What this task involves: Each line in the data must be reproduced as written, except for any picture.

Entries shown:
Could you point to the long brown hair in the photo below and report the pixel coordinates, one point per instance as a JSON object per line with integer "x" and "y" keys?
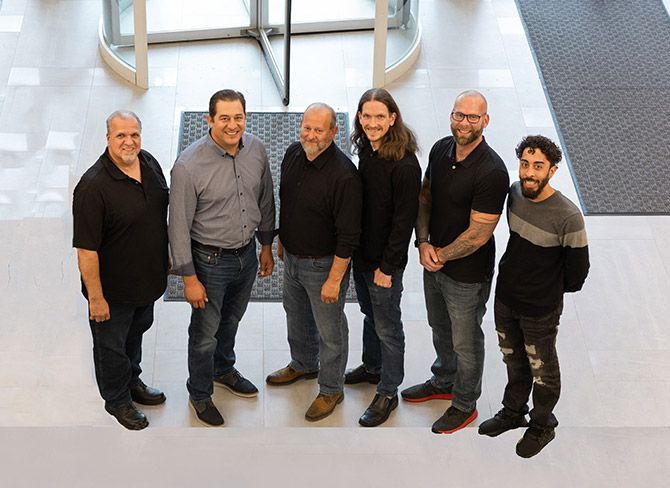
{"x": 398, "y": 141}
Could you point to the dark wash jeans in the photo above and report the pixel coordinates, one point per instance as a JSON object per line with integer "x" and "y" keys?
{"x": 228, "y": 280}
{"x": 528, "y": 346}
{"x": 383, "y": 336}
{"x": 117, "y": 350}
{"x": 455, "y": 313}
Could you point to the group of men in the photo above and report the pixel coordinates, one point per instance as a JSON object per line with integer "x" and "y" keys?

Answer to this exercise:
Could you point to the long brown hair in the photo below and report the pixel coordinates, one point per instance as a JSON object per line with integer "x" and "y" keys?
{"x": 398, "y": 141}
Could you point to the dark wash jeans in the photo above and report the pixel coordinates, one point per instance as a JSON object per line with integer "x" and "y" keys?
{"x": 228, "y": 280}
{"x": 528, "y": 346}
{"x": 383, "y": 336}
{"x": 117, "y": 350}
{"x": 455, "y": 313}
Could you point to the group of men in the photo above and report the pixel coordinates, one point per instance as a JSON object per line with integer "x" and "y" keys?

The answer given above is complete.